→ Page
....

About girl and politics: When I was in school, there was one bad guy. He was physically strong and aggressive. He humiliated and violated girls and boys. He spat and hit in the faces of girls. - They adored him. They fought with their nails in their faces to have a right to sit near him. Such things were made by more active part of girls, but when he sat at the piano and played a couple of tunes every home girl was in love with him. On the leaving celebration he demonstratively walked out several times with different girls - it was awful. He was really bad boy. One guy said once about other boy who was pestered in that time: "I wonder why he don't shoot him for this?" (And it was true - any man should kill in such circumstances). (By the way that guy who said this phrase became Kick-Boxing Champion in Moscow afterwards. He was very strong guy but he was underdog in the company with that bad guy.) Every one was in the company of that bad boy and every one was underdog, (except me). He called himself Admiral, and others accordingly by other inferior military ranks. I had no rank. I was only one who was out of his company. Have you ever read "Called Wild" by Jack London? He was wolf Larsen and I was Mr. Van Vaden. I talked about this with one girl in the chat and she called me spineless.- So I know something about girls, I know something about politics.

9.april.99

Hurray! I moved my computer to my bed! All my troubles are over! I lay and print - cool! The dream of dreams! Nothing is strained - comfort is 90% of happiness. From now my notes will be better. (Do you know what is the gist? - never sat near computer naked. I begin to sympathize with nudists).

....

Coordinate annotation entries

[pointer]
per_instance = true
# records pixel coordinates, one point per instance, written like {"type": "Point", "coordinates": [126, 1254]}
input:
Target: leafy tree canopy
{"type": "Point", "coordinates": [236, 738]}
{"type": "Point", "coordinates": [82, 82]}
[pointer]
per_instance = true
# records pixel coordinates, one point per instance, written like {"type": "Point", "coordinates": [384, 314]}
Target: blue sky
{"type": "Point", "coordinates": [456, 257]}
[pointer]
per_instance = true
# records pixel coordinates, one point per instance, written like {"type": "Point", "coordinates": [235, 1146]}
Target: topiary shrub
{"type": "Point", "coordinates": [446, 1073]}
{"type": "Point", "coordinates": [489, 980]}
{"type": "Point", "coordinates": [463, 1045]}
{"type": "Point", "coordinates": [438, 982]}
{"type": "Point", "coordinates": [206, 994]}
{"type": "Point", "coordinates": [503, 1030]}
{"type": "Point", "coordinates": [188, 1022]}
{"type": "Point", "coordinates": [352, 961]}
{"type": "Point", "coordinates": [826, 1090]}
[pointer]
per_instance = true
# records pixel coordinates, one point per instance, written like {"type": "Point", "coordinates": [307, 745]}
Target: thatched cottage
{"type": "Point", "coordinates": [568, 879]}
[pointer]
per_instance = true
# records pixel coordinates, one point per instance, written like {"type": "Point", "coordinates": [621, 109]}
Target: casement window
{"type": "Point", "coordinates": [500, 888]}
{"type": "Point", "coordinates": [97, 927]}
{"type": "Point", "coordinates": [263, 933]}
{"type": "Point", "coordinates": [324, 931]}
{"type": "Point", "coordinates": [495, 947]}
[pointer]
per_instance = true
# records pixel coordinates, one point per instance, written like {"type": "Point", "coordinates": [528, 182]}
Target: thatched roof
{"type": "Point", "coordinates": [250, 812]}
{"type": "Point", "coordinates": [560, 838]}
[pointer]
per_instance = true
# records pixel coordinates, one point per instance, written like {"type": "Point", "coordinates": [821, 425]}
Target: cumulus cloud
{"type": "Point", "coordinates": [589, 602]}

....

→ Written task
Please write what comes next in the diary excerpt, starting after its last sentence.

→ Final result
Talking about invariant things, called by mathematicians as constants, - I always had dispositions to blondes. Or rather to light browned. We call it "rusiy" so I always thought such fair hair are our national pride. I read more exact word for this hair but I am very pity I forgot it. This computer dictionary too scanty for good words. (As matter of fact - it's loony. For example: there is translation for "raven-head" but there isn't definition for "raven-blond"). By the way I'm sure many people think about blondes too much. Blondes have only one advantage - you can note them in the mob from the great distance.

I never thought much about stark blondes. It is true there was one blonde about whom some people thought as my brid(l)e. They even hoaxed us bride and bridegroom. - Foolish children. I don't know what made them think so. It is true she was a knock out and her mother worked as a pianist in our kinder garden. Oh, bother, did I really forget to say you it was when I was under 5? By the way, try to guess her name. Haven't the slightest idea? - Look in the "Tweety"-note. Grasp it? They called her Maria.

After this was epic Russian film called "Vesna na Zarechoy ulice" or "Spring on Zarechaya street". I hope there should be rumors about it even abroad. There was a heroine - very good girl, I must say. So if you are interested what my ideal is - try to find this film. It was really living ideal of mine. (I even began to make acquaintance in chat with words: "Do you look like heroine from "Spring on Zarechaya street"?) It was not only her type of appearance but her type of behavior too. And these two things (inner and outside) were un-separate and united in the integral assembly of perfect girl in my mind. You can't call her perfect for living, but she is perfect for wishing to suit after her.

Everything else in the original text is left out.